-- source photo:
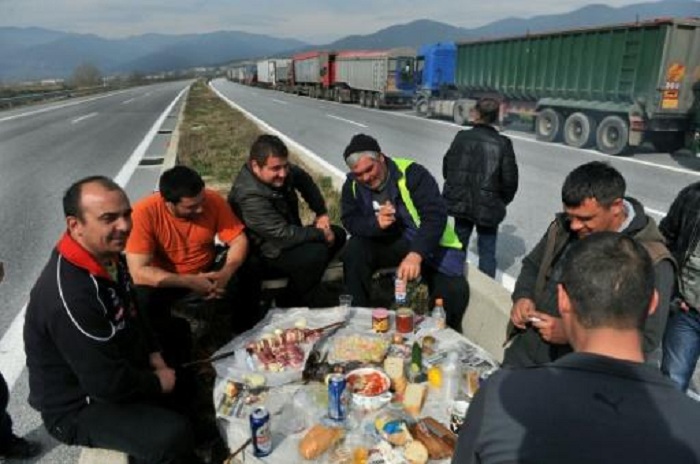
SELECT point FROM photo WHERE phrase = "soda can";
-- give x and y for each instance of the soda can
(260, 432)
(400, 291)
(337, 402)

What is expected. Give the lines above as a numbered list, leaving out any blank lines and the pictures.

Problem solution.
1. -- source photo:
2. SELECT point FROM photo WHERE phrase = "soda can";
3. -- give x and y for each instance of the soda can
4. (260, 432)
5. (400, 291)
6. (337, 402)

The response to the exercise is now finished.